---------- PROVIDED RECORDS ----------
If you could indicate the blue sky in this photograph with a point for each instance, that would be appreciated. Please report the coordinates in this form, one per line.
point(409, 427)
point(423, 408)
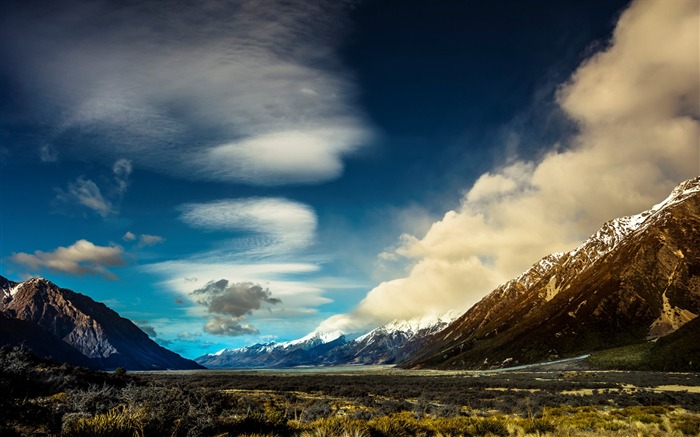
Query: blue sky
point(225, 173)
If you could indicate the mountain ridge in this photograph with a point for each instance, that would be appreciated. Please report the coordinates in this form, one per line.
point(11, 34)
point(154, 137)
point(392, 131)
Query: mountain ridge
point(91, 328)
point(387, 344)
point(636, 278)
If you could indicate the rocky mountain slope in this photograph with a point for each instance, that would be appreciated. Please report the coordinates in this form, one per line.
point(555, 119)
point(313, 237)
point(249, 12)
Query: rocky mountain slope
point(38, 312)
point(636, 279)
point(384, 345)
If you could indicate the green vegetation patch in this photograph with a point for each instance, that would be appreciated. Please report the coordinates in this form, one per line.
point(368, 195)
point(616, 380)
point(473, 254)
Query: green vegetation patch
point(634, 357)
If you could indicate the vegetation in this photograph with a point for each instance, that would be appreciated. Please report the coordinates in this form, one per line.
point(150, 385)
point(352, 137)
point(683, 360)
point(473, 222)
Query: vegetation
point(46, 399)
point(678, 351)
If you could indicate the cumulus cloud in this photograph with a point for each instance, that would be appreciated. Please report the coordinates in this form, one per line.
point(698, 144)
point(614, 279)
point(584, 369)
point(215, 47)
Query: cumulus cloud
point(122, 170)
point(150, 240)
point(234, 91)
point(143, 239)
point(230, 302)
point(278, 226)
point(86, 193)
point(229, 327)
point(47, 153)
point(636, 106)
point(80, 258)
point(146, 327)
point(236, 299)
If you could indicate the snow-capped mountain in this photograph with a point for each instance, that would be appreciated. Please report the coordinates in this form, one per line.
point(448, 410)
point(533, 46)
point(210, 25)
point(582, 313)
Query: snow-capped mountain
point(384, 345)
point(637, 278)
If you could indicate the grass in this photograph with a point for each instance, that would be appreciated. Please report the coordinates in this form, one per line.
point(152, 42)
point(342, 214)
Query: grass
point(634, 357)
point(54, 400)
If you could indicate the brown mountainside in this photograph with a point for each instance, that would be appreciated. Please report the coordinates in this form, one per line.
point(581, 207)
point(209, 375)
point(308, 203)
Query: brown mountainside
point(637, 278)
point(91, 328)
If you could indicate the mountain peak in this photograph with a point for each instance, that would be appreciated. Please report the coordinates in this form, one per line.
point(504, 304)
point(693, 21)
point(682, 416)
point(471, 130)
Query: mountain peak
point(636, 278)
point(89, 327)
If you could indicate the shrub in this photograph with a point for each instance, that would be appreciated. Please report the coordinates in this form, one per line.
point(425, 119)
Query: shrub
point(537, 426)
point(115, 423)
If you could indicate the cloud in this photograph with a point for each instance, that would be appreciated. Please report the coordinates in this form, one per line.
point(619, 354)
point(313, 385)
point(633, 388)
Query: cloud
point(635, 104)
point(230, 91)
point(150, 240)
point(145, 327)
point(237, 299)
point(81, 258)
point(228, 326)
point(230, 303)
point(143, 239)
point(86, 193)
point(279, 226)
point(122, 170)
point(47, 153)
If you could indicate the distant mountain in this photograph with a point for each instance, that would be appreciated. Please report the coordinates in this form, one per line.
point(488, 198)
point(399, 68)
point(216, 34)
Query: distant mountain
point(307, 351)
point(385, 345)
point(636, 279)
point(51, 321)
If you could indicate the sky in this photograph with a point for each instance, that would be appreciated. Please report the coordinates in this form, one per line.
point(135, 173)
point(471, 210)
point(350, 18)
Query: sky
point(225, 173)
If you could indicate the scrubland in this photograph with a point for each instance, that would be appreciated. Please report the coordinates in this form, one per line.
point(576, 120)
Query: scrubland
point(39, 398)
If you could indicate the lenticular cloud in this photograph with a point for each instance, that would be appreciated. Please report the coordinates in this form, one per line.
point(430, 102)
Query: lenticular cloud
point(215, 90)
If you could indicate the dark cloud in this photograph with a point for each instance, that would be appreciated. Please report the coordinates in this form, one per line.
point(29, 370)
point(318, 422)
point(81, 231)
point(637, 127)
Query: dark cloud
point(145, 327)
point(230, 303)
point(237, 300)
point(230, 327)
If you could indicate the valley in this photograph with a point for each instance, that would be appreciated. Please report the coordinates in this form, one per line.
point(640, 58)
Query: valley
point(359, 401)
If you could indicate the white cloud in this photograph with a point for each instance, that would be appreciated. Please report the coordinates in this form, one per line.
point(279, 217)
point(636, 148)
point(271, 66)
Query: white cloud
point(47, 153)
point(229, 327)
point(80, 258)
point(636, 106)
point(227, 91)
point(122, 170)
point(86, 193)
point(150, 240)
point(278, 226)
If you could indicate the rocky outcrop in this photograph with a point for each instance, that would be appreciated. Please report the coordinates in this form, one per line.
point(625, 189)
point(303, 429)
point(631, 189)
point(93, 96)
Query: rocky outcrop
point(91, 328)
point(637, 278)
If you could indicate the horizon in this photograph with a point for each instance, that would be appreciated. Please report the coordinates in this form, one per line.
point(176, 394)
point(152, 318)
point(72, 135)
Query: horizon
point(231, 174)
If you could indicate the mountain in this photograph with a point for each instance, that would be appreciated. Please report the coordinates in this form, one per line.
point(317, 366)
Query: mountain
point(307, 351)
point(33, 337)
point(391, 343)
point(636, 279)
point(387, 344)
point(38, 313)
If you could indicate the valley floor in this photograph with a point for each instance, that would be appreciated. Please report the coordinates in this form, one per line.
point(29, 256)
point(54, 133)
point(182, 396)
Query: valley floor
point(356, 402)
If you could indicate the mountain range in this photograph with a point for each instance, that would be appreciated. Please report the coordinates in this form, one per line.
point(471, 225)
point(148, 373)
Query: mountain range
point(71, 327)
point(388, 344)
point(637, 279)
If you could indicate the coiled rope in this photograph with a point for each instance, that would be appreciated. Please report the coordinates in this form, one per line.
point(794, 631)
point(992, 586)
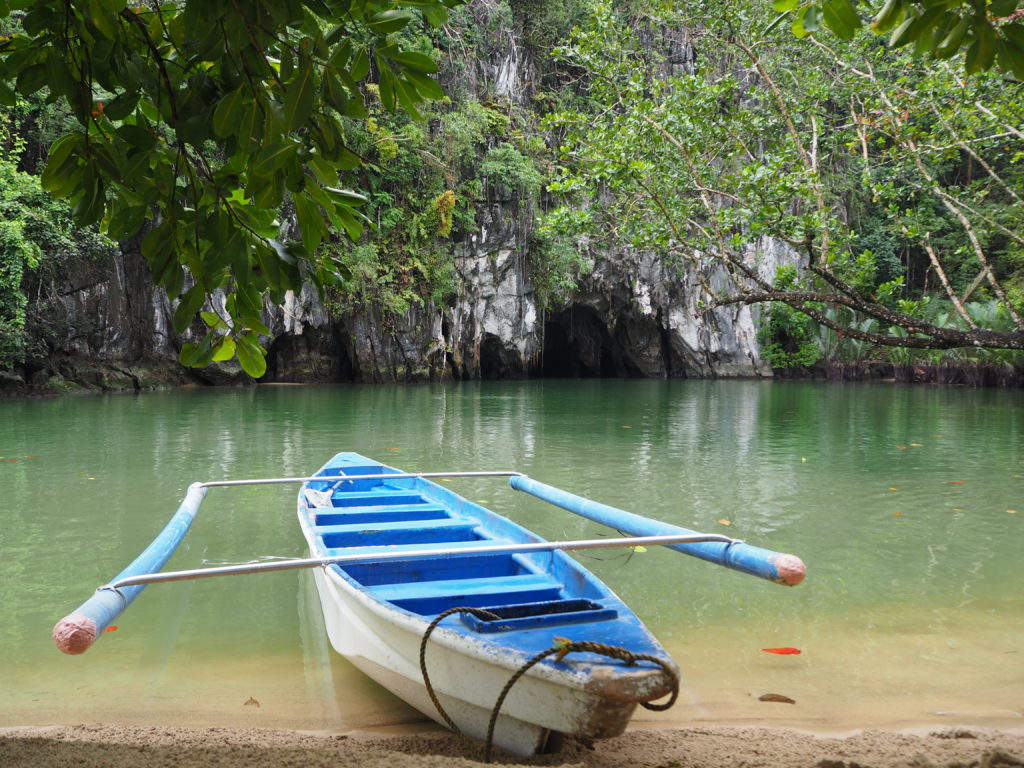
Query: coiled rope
point(560, 649)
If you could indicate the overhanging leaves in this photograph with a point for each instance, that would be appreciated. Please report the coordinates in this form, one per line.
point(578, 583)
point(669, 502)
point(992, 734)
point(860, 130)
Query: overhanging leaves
point(182, 104)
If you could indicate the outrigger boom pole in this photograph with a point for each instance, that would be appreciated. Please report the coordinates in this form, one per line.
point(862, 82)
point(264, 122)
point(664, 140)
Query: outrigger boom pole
point(76, 632)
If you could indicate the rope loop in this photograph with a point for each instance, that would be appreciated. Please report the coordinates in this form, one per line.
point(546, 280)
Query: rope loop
point(560, 649)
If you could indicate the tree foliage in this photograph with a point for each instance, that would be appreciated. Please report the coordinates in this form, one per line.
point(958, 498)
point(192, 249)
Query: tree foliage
point(989, 32)
point(198, 120)
point(715, 162)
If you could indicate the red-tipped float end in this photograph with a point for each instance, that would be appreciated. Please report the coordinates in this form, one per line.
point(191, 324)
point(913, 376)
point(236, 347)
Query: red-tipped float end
point(791, 569)
point(75, 633)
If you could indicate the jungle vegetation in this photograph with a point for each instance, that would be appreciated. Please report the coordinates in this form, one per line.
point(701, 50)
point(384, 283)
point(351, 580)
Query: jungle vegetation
point(258, 144)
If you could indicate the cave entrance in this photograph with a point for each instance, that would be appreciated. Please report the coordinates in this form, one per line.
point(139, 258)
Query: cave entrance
point(578, 345)
point(497, 361)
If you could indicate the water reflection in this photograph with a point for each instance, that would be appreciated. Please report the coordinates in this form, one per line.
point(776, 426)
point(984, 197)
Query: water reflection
point(896, 497)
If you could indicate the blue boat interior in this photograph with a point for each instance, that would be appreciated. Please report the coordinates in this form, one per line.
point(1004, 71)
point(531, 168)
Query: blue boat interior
point(394, 514)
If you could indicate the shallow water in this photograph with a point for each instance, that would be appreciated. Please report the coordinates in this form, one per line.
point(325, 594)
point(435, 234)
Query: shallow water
point(906, 503)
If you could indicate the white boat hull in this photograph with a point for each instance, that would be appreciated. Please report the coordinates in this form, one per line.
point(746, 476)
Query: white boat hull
point(385, 645)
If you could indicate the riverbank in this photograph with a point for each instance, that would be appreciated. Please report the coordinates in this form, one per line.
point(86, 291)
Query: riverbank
point(124, 747)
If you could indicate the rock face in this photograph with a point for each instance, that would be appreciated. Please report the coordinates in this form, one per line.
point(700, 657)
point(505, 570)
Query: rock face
point(107, 327)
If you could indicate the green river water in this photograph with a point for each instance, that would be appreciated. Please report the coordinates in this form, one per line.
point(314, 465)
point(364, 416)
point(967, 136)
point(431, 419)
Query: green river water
point(906, 504)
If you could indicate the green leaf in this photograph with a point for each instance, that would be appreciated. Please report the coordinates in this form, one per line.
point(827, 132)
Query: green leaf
point(214, 321)
point(1001, 7)
point(981, 52)
point(950, 44)
point(889, 15)
point(299, 97)
point(353, 227)
point(386, 86)
point(334, 92)
point(224, 349)
point(158, 249)
point(272, 158)
point(389, 20)
point(137, 136)
point(360, 65)
point(840, 16)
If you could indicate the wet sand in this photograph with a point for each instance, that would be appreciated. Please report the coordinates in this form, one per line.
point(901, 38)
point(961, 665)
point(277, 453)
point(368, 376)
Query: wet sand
point(721, 747)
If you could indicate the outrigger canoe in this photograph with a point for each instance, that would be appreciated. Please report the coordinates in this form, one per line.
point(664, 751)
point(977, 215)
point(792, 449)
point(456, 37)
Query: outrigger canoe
point(466, 615)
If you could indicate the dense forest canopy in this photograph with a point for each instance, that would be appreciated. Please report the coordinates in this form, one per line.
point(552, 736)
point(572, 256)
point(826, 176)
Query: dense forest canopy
point(872, 164)
point(255, 145)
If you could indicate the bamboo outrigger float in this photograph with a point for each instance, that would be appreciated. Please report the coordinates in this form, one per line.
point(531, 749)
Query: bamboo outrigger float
point(443, 601)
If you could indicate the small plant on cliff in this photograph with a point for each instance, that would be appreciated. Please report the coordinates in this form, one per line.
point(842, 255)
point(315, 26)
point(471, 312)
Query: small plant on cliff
point(787, 338)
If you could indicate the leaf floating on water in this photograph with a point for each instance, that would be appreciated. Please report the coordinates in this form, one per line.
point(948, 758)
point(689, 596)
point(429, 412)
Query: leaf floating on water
point(775, 697)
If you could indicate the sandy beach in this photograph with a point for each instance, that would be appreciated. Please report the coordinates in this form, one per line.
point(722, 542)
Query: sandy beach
point(137, 747)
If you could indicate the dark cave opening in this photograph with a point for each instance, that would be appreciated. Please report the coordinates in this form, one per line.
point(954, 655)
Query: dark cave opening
point(578, 345)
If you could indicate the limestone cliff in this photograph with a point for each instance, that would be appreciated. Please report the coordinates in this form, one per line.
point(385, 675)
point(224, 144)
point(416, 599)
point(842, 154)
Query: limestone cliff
point(105, 326)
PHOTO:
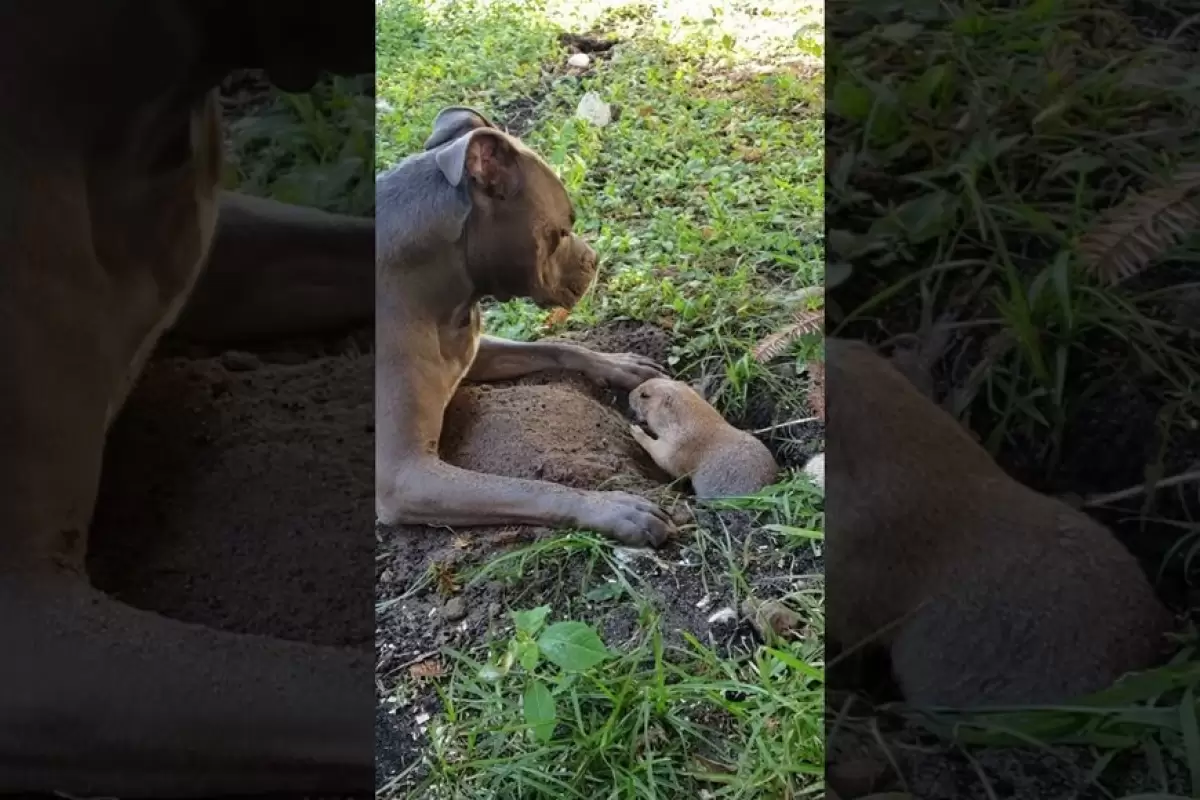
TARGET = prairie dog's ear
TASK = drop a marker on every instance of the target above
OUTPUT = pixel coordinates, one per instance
(486, 157)
(453, 122)
(703, 386)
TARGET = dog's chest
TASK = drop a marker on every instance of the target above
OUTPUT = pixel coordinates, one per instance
(460, 342)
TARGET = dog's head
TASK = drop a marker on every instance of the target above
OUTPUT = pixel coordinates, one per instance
(519, 233)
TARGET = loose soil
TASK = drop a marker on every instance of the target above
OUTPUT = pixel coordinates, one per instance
(562, 428)
(238, 493)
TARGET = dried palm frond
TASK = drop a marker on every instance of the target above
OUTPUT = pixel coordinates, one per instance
(1129, 236)
(816, 390)
(803, 322)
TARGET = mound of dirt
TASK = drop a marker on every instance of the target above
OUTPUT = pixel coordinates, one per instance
(550, 432)
(239, 495)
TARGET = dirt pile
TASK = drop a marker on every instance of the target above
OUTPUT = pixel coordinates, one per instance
(549, 432)
(239, 494)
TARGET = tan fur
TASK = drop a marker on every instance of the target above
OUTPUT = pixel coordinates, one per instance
(983, 590)
(477, 215)
(695, 441)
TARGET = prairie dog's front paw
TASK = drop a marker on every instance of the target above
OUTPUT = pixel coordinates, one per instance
(641, 437)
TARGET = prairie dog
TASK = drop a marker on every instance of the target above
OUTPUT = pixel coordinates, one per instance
(691, 439)
(984, 591)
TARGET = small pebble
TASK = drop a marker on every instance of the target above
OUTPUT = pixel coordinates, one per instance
(723, 617)
(240, 361)
(815, 470)
(593, 109)
(455, 609)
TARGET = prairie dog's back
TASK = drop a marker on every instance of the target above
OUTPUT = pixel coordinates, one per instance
(694, 440)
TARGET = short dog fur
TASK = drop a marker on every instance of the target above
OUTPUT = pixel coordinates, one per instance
(983, 591)
(478, 214)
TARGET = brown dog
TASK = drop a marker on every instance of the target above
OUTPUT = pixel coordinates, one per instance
(984, 591)
(111, 154)
(477, 215)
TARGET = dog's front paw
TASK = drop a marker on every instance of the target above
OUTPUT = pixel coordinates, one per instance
(623, 371)
(628, 518)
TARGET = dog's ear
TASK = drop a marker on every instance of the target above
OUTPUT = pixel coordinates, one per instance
(453, 122)
(485, 156)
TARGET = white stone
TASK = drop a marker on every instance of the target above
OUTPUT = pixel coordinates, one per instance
(815, 470)
(594, 110)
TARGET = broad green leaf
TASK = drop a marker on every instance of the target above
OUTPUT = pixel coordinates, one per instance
(531, 621)
(529, 655)
(539, 710)
(573, 645)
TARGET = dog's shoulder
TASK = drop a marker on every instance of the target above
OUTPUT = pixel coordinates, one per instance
(417, 209)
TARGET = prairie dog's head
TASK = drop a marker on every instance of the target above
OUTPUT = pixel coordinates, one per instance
(661, 403)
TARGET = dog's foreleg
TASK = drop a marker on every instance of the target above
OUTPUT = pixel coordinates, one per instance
(280, 270)
(504, 360)
(97, 698)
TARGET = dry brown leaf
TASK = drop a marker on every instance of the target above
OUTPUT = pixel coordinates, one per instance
(816, 391)
(444, 578)
(1128, 238)
(803, 322)
(431, 668)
----------
Could you put the lines above, starting with the one that contains "If you could indicate the grass" and going on through the one that contains "point(54, 400)", into a Markdown table with a Row column numbering each line and a Text column holding the line itself, leaving out any blank lines?

| Row | Text |
|---|---|
| 1 | If you could indicate the grass in this photograph with a point for each instance, that would be appreciated. Please report the coordinates in this form, one per line. |
| 2 | point(152, 42) |
| 3 | point(342, 214) |
| 4 | Query: grass |
| 5 | point(634, 357) |
| 6 | point(54, 400) |